▶ **Objective**: Write out the lines from the line containing "point: stone staircase" through the final line of the listing below, exactly, omitting every other line.

▶ **Data to process**:
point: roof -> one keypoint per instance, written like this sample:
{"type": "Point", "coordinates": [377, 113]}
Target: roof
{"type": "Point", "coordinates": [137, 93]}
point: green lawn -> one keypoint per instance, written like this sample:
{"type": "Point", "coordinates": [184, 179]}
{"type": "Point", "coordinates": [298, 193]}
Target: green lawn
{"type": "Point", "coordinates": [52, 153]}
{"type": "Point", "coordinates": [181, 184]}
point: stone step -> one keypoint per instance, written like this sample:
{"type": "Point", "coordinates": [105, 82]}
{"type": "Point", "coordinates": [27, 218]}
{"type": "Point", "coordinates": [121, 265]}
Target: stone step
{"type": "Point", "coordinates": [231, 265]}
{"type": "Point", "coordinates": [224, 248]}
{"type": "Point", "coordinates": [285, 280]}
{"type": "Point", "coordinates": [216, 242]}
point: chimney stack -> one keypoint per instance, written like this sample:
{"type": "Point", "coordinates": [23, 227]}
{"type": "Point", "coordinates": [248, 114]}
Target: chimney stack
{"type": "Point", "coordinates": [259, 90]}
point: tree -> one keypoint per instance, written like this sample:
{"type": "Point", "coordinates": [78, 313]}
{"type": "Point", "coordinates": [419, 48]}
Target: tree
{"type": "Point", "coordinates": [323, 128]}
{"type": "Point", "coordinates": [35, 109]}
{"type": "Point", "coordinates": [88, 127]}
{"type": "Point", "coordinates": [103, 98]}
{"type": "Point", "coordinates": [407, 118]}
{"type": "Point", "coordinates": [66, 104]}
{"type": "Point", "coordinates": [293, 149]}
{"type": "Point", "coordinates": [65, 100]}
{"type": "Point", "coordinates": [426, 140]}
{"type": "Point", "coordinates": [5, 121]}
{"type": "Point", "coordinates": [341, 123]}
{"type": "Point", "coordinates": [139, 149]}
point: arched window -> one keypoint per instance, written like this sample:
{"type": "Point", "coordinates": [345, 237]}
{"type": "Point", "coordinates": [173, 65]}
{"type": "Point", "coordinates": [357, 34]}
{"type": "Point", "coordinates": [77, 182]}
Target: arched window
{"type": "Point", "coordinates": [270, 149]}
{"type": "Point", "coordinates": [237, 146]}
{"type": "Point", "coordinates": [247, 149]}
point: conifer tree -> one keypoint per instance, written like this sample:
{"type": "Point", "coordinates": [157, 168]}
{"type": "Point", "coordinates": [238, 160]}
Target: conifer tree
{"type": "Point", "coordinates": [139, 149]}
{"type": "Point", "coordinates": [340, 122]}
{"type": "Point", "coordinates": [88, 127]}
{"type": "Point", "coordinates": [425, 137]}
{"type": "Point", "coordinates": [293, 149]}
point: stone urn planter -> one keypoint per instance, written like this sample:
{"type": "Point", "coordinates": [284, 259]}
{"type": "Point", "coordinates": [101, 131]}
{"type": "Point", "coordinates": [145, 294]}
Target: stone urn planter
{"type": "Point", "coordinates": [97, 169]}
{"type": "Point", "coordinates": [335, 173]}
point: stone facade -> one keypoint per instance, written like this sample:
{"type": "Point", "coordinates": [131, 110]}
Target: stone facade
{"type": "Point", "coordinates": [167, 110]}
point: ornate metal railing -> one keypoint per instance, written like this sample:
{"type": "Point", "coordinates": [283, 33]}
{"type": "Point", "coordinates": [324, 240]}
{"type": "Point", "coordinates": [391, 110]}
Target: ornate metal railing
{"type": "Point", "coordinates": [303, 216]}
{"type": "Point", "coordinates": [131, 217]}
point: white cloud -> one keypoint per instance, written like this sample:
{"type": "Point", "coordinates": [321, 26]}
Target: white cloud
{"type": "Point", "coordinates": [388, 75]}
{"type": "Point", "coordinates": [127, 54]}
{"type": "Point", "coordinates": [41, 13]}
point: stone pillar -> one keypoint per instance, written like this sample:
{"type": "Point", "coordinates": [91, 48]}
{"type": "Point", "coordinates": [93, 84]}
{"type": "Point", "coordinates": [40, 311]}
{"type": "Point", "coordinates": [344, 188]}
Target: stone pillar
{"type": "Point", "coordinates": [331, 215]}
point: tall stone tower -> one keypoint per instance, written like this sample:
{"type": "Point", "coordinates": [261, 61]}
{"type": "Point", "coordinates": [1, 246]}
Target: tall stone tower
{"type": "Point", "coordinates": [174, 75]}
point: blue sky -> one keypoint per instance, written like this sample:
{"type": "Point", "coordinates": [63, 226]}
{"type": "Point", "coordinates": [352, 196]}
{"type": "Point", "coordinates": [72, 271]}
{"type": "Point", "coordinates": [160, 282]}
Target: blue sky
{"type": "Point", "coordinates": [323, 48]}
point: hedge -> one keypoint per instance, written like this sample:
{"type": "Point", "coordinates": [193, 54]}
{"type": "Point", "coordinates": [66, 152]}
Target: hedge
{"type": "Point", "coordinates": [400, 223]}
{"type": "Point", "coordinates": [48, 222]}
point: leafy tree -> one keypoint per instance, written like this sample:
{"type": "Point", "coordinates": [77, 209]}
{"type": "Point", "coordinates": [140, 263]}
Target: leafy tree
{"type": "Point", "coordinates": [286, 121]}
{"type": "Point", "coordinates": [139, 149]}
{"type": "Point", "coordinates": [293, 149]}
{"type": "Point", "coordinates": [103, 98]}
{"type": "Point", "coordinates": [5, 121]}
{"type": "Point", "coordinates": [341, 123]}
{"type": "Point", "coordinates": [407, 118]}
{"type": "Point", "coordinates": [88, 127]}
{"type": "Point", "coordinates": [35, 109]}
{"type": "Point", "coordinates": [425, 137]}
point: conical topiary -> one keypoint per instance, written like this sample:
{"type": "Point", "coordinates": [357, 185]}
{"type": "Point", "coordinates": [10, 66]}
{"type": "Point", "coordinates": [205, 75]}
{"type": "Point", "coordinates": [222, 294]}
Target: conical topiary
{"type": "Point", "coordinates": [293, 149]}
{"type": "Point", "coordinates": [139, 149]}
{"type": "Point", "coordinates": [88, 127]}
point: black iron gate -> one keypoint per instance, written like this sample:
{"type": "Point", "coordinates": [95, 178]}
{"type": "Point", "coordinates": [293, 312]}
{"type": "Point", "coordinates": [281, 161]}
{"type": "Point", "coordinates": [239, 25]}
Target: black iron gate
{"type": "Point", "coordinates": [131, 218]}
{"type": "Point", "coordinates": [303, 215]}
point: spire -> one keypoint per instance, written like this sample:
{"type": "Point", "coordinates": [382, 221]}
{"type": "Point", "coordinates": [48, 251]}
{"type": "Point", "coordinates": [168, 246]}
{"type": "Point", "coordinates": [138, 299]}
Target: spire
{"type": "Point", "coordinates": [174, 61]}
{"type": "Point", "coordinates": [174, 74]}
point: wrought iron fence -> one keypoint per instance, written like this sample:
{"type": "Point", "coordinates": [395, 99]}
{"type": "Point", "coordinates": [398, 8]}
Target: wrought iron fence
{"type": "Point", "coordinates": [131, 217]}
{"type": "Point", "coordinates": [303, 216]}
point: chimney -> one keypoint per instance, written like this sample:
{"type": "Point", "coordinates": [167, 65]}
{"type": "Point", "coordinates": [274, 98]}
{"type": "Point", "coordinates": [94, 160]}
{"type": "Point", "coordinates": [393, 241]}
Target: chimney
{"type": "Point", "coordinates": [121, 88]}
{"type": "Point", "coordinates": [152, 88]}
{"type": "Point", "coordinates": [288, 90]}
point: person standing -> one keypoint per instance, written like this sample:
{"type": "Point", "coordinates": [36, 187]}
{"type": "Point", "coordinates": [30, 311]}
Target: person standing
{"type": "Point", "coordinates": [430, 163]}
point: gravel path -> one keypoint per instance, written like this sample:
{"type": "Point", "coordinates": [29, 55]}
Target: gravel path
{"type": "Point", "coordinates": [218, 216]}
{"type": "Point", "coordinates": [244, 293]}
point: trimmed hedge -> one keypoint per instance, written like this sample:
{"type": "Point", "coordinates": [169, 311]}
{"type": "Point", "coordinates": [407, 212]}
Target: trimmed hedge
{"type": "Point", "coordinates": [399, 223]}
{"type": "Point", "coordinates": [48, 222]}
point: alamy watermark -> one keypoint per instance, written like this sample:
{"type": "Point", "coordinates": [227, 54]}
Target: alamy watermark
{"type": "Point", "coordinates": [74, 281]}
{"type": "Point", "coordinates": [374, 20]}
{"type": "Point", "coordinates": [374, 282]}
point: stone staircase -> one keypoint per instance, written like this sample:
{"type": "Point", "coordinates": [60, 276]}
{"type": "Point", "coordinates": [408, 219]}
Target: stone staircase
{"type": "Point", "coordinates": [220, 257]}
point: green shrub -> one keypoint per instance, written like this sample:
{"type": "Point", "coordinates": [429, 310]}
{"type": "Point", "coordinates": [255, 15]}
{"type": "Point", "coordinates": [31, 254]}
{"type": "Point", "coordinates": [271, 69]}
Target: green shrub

▶ **Result below**:
point: stone staircase -> one keypoint per instance, written like this sample:
{"type": "Point", "coordinates": [60, 276]}
{"type": "Point", "coordinates": [408, 219]}
Target: stone staircase
{"type": "Point", "coordinates": [220, 257]}
point: green shrub -> one keypoint per instance, written like this sample:
{"type": "Point", "coordinates": [429, 310]}
{"type": "Point", "coordinates": [255, 15]}
{"type": "Point", "coordinates": [31, 254]}
{"type": "Point", "coordinates": [271, 69]}
Target: green shrub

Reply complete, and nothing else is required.